◆ Given passage:
`ml.mlp`¶

Functions for the multi-layer perceptron classifier.

Module Contents¶

Classes¶

`MimoMLP`	Base class for all neural network modules.
`MDDataset`	An abstract class representing a `Dataset`.

Functions¶

`load_data`(mimos, include_esp, data_loc)	Load data from CSV files for each mimo in the given list.
`gradient_step`(model, dataloader, optimizer, device)	A function to train on the entire dataset for one epoch.
`validate`(model, dataloader, device)	A function to validate on the validation dataset for one epoch.
`train`(feature, layers, lr, n_epochs, l2, ...)	A function to train and validate the model over all epochs.
`evaluate_model`(feature, mlp_cls, test_dataloader, ...)	A function to evaluate the model on test data.
`preprocess_data`(df_charge, df_dist, mimos, data_split_type)	Split train and test based on the given test and validation fractions.
`build_dataloaders`(data_split)	A function to build the DataLoaders from the data split.
`plot_data`(df_charge, df_dist, mimos)	Plot the average charge and distance data for the given MIMO types.
`plot_train_val_losses`(train_loss_per_epoch, ...)	Plot the train and validation losses as a function of epoch number.
`plot_roc_curve`(y_true, y_pred_proba, mimos, data_set_type)	Plot the ROC curve for the test data of the charge and distance features.
`plot_confusion_matrices`(cms, mimos)	Plot confusion matrices for distance and charge features.
`shap_analysis`(mlp_cls, train_loader, test_loader, ...)	Plot SHAP dot plots for each mimichrome to identify importance
`create_layers`(input_size, n_neurons)
`run_mlp`(data_split_type, include_esp, n_epochs, ...)
`train_with_hyperparameters`(trial, feature, ...)
`optuna_mlp`(data_split_type, include_esp, n_trials, ...)

◆ Exercise directions: Write the next portion of the ml.mlp module documentation above, starting right after its final entry.

◆ Information provided:

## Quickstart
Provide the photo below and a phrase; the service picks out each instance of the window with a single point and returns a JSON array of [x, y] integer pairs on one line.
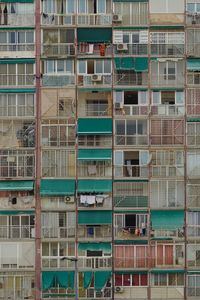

◆ Answer to this problem:
`format_plots`(→ None)	General plotting parameters for the Kulik Lab.

Attributes¶

parser

ml.mlp.load_data(mimos, include_esp, data_loc)[source]¶

Load data from CSV files for each mimo in the given list.

Parameters:

mimos (list[str]) – List of mimo names.
data_loc (str) – The location of the (e.g, /home/kastner/packages/molecuLearn/ml/data)

Returns:

df_charge (dict) – Dict with mimo names as keys and charge data as values
df_dist (dict) – Dict with mimo names as keys and distance data as values

ml.mlp.gradient_step(model, dataloader, optimizer, device)[source]¶

A function to train on the entire dataset for one epoch.

Parameters:

model (torch.nn.Module) – The model
dataloader (torch.utils.data.DataLoader) – DataLoader object for the train data
optimizer (torch.optim.Optimizer(())) – optimizer object to interface gradient calculation and optimization
device (str) – The device (usually ‘cuda:0’ for GPU or ‘cpu’ for CPU)

Returns:

loss – Loss averaged over all the batches

Return type:

float

ml.mlp.validate(model, dataloader, device)[source]¶

A function to validate on the validation dataset for one epoch.

Parameters:

model (torch.nn.Module) – The model
dataloader (torch.utils.data.DataLoader) – DataLoader object for the validation data
device (str) – Your device (usually ‘cuda:0’ for GPU or ‘cpu’ for CPU)

Returns:

loss – Loss averaged over all the batches

Return type:

float

ml.mlp.train(feature, layers, lr, n_epochs, l2, train_dataloader, val_dataloader, device)[source]¶

A function to train and validate the model over all epochs.

Parameters:

layers (dict) – Dict containing model architecture for distance and charge features
lr (float) – Step size for adjusting parameters given computed error gradient
n_epochs (int) – Number of epochs over training and validation sets
train_dataloader (dict of torch.utils.data.DataLoader) – Dict of DataLoader objects for distance and charge training data
val_dataloader (dict[torch.utils.data.DataLoader]) – Dict containing DataLoader object for distance and charge validation
device (str) – Your device (usually ‘cuda:0’ for GPU or ‘cpu’ for CPU)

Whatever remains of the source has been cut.